[Image annotation data]
┌──
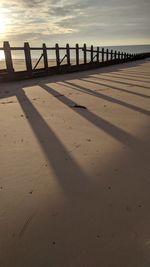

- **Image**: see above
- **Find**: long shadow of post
[40,84,141,148]
[16,89,91,197]
[66,80,150,116]
[89,74,150,89]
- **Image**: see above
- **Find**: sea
[0,45,150,71]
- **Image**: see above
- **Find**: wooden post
[106,49,109,61]
[43,44,48,70]
[55,44,60,67]
[83,44,87,64]
[24,43,32,74]
[102,48,104,62]
[66,44,70,66]
[96,46,99,62]
[76,44,79,66]
[91,45,93,62]
[110,50,113,60]
[3,42,14,73]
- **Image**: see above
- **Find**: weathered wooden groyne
[0,42,150,81]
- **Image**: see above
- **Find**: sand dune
[0,60,150,267]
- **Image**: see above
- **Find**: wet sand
[0,60,150,267]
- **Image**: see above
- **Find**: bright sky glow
[0,0,150,45]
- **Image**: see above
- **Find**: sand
[0,60,150,267]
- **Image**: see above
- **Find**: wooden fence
[0,42,150,81]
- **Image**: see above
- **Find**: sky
[0,0,150,46]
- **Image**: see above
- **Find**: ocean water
[0,45,150,71]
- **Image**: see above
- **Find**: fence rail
[0,41,150,81]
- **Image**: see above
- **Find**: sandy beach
└──
- [Written request]
Gather every line of the records that contains the string "wooden", and copy each one in full. Case counts.

- [Response to the task]
- **Find**: wooden post
- **Find**: weathered wooden groyne
- **Find**: wooden fence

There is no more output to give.